Risk Premia Forecasts: Major Asset Classes - Friday, Apr. 2

The expected risk premium (return above the “risk-free” rate) for the Global Market Index (GMI) continued to edge higher last month, rising to an annualized 5.7% — up slightly from the previous estimate. That’s still well below the trailing realized performance for the benchmark, but it represents a relatively elevated estimate compared with forecasts in recent history.

GMI is an unmanaged, market-value-weighted portfolio that holds all the major asset classes (except cash) and represents a theoretical benchmark of the “optimal” portfolio. Using standard finance theory as a guide, this portfolio is considered the best choice for the average investor with an infinite time horizon. Accordingly, GMI is useful as a baseline to begin research on asset allocation and portfolio design. GMI’s history suggests that this benchmark portfolio tends to be competitive with efforts to beat it, especially after adjusting for risk and trading costs.

-----

• **PROMPT**
Using the risk premia forecast, answer these:
(a) What annualized expected risk premium does the Global Market Index now have?
(b) Which asset class does the Global Market Index leave out?
(c) For what kind of investor is this portfolio considered the best choice?
The listing after this text has no connection to it.

-----

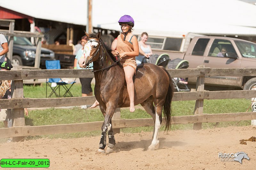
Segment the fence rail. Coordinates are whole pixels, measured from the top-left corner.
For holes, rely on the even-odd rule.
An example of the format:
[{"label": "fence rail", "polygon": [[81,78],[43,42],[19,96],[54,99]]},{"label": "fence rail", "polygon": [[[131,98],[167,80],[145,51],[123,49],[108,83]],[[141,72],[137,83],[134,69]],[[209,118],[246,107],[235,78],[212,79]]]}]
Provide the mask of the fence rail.
[{"label": "fence rail", "polygon": [[[218,69],[207,68],[187,69],[168,69],[173,77],[197,77],[201,78],[201,88],[197,91],[174,93],[173,101],[196,100],[194,115],[174,117],[175,121],[172,124],[195,123],[195,129],[201,128],[202,122],[219,122],[250,120],[256,119],[255,112],[241,112],[218,114],[203,114],[204,100],[225,99],[249,98],[256,97],[256,90],[235,90],[209,91],[204,89],[204,76],[256,76],[256,69]],[[52,70],[20,70],[0,72],[0,79],[13,80],[14,85],[20,84],[22,80],[58,78],[92,78],[93,73],[88,70],[73,69]],[[14,85],[14,91],[19,85]],[[22,88],[22,87],[19,87]],[[23,89],[22,89],[23,91]],[[22,91],[23,92],[23,91]],[[45,107],[71,106],[81,105],[92,104],[95,99],[94,96],[67,97],[65,98],[31,99],[20,98],[21,94],[16,98],[0,100],[0,108],[13,109],[19,114],[16,114],[16,122],[22,120],[20,113],[24,108]],[[22,94],[23,95],[23,93]],[[17,97],[18,96],[18,97]],[[18,96],[20,96],[19,97]],[[15,97],[15,96],[14,96]],[[24,112],[24,111],[23,111]],[[17,116],[17,115],[18,115]],[[20,115],[19,116],[19,115]],[[16,119],[15,119],[16,120]],[[15,120],[14,122],[15,122]],[[73,132],[100,130],[103,122],[90,122],[67,124],[44,125],[36,126],[15,126],[11,128],[0,129],[0,138],[20,137],[27,136],[40,135],[64,133]],[[21,124],[24,123],[21,123]],[[152,118],[137,119],[116,119],[112,120],[113,128],[117,129],[128,127],[154,126]]]}]

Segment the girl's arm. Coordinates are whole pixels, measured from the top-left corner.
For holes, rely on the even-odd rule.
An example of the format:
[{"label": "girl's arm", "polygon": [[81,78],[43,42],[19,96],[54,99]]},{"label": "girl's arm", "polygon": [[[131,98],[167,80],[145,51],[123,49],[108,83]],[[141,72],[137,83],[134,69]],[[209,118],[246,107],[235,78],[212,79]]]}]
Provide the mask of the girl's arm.
[{"label": "girl's arm", "polygon": [[139,44],[138,41],[137,40],[137,38],[135,36],[133,36],[132,38],[131,41],[132,43],[133,46],[133,51],[129,52],[125,52],[120,54],[120,57],[122,57],[125,56],[130,56],[130,57],[136,57],[139,55]]},{"label": "girl's arm", "polygon": [[150,53],[148,53],[148,54],[149,55],[153,55],[153,53],[152,52],[152,49],[151,49],[151,47],[150,46],[150,45],[148,45],[148,46],[149,47],[149,49],[150,49]]},{"label": "girl's arm", "polygon": [[74,69],[76,69],[76,64],[77,63],[77,59],[76,58],[74,60]]}]

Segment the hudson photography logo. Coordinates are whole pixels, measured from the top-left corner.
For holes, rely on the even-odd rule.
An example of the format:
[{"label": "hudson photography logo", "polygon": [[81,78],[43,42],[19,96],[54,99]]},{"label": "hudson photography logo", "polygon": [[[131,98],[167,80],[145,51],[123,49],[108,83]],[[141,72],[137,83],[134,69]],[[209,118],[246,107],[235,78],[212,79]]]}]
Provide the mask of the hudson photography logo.
[{"label": "hudson photography logo", "polygon": [[218,154],[219,158],[222,162],[238,161],[242,164],[243,158],[245,158],[248,160],[250,159],[247,154],[244,152],[239,152],[235,153],[219,152]]}]

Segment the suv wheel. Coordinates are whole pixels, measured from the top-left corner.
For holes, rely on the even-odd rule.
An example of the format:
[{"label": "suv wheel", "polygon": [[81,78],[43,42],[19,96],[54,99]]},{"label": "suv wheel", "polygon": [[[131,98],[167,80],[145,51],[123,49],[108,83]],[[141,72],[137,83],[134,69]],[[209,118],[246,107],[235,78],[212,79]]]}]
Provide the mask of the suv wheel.
[{"label": "suv wheel", "polygon": [[251,78],[244,85],[244,90],[252,90],[252,87],[256,85],[256,77]]},{"label": "suv wheel", "polygon": [[12,56],[12,66],[18,66],[22,65],[22,61],[20,57],[17,55],[15,55]]}]

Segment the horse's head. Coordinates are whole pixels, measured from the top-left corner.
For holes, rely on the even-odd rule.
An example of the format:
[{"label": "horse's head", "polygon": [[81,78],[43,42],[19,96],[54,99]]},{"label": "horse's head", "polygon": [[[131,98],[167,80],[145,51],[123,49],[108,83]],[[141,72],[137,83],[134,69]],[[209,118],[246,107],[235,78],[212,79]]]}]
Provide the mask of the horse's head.
[{"label": "horse's head", "polygon": [[98,32],[96,37],[90,37],[88,34],[85,33],[88,41],[84,45],[83,55],[78,61],[79,66],[81,68],[85,68],[90,63],[99,59],[100,48],[101,45],[100,32]]}]

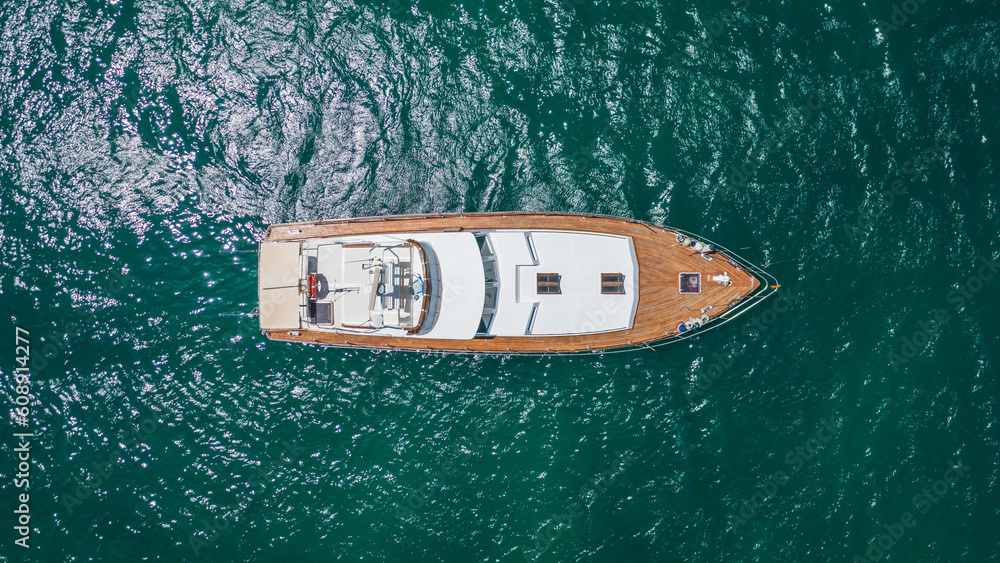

-----

• **THE RESPONSE**
(a) 5.7%
(b) Cash
(c) The average investor with an infinite time horizon